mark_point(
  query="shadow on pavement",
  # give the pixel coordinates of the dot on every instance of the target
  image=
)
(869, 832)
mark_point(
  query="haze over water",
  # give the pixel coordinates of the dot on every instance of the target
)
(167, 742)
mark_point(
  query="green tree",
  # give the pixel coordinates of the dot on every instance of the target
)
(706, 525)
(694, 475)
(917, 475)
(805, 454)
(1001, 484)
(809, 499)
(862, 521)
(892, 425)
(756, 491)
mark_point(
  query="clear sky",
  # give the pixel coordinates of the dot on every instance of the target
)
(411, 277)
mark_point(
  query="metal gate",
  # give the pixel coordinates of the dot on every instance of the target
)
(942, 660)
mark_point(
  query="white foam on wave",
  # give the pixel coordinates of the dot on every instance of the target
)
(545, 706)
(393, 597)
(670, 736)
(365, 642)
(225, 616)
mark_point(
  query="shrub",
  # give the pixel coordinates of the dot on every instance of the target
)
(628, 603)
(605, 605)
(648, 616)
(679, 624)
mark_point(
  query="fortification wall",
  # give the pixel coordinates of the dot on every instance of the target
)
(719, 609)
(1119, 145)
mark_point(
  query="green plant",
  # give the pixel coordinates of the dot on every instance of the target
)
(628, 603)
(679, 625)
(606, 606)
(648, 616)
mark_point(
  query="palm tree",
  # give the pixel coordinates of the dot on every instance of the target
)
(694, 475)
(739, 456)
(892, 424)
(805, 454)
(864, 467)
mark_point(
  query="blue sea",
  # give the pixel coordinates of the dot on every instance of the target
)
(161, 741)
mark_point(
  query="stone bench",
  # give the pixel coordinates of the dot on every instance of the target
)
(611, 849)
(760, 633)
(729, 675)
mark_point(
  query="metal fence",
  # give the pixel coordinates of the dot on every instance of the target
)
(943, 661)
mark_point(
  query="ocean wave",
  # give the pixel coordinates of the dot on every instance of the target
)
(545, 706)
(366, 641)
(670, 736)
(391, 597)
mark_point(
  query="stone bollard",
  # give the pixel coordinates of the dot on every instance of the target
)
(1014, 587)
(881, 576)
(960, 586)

→ 任务提示
请把上面的全部记录逐行放进一个 JSON 字符串列表，每行对应一个字符串，空行不要收入。

→ 本题答案
[
  "mark_point(",
  "  query=\"shadow on pavement\",",
  "  # give the pixel coordinates of the dot on every instance of the target",
  "  image=",
  ")",
  "(869, 832)",
  "mark_point(",
  "  query=\"haze over water\",",
  "  # give the pixel coordinates of the dot on every instance of the target",
  ")",
  "(167, 742)",
  "mark_point(",
  "  query=\"green tree\",",
  "  # give the pixel coordinates of the dot on every instance of the target",
  ")",
  "(706, 525)",
  "(694, 475)",
  "(917, 475)",
  "(805, 454)",
  "(1001, 484)",
  "(809, 499)",
  "(862, 521)",
  "(892, 425)",
  "(756, 491)",
  "mark_point(",
  "  query=\"clear sky\",",
  "  # give the pixel coordinates of the dot on every instance of the target",
  ")",
  "(411, 277)",
  "mark_point(",
  "  query=\"metal gate\",",
  "  # give the pixel coordinates of the dot on every instance of the target",
  ")",
  "(942, 660)",
  "mark_point(",
  "  query=\"white foam on wave\",",
  "  # give the pixel coordinates of the dot on every instance of the target",
  ")",
  "(545, 706)",
  "(393, 597)",
  "(670, 736)",
  "(365, 642)",
  "(225, 616)",
  "mark_point(",
  "  query=\"shrub\",",
  "  # give the pixel coordinates of the dot on every instance of the target",
  ")",
  "(628, 603)",
  "(605, 605)",
  "(648, 616)",
  "(679, 624)",
  "mark_point(",
  "  query=\"fortification wall\",",
  "  # give the pixel coordinates of the dot on every instance of the target",
  ")",
  "(719, 609)",
  "(1119, 145)",
  "mark_point(",
  "  query=\"green plant\",",
  "  # give the pixel coordinates of the dot on every instance of the target",
  ")",
  "(628, 603)",
  "(679, 625)",
  "(606, 606)",
  "(648, 616)",
  "mark_point(",
  "  query=\"palm tree\",",
  "  # give the pixel coordinates of the dot on every instance of the target",
  ")",
  "(694, 475)",
  "(739, 456)",
  "(892, 424)",
  "(805, 454)",
  "(864, 467)",
  "mark_point(",
  "  query=\"blue sea\",",
  "  # give the pixel coordinates of the dot on every instance of the target",
  ")",
  "(161, 741)",
  "mark_point(",
  "  query=\"stone bench\",",
  "  # give the pixel coordinates of the dot on every instance of the target",
  ")",
  "(611, 849)",
  "(760, 633)",
  "(729, 675)",
  "mark_point(",
  "  query=\"metal fence\",",
  "  # give the pixel coordinates of the dot on every instance of the target",
  ")",
  "(943, 661)",
  "mark_point(",
  "  query=\"ocean wave\",",
  "  # give the pixel coordinates of the dot on every instance of the target",
  ")",
  "(545, 706)",
  "(366, 641)",
  "(670, 736)",
  "(391, 597)",
  "mark_point(",
  "  query=\"stone bollard\",",
  "  # give the pixel coordinates of the dot on every instance of the target",
  ")",
  "(1014, 587)",
  "(881, 576)",
  "(960, 586)"
]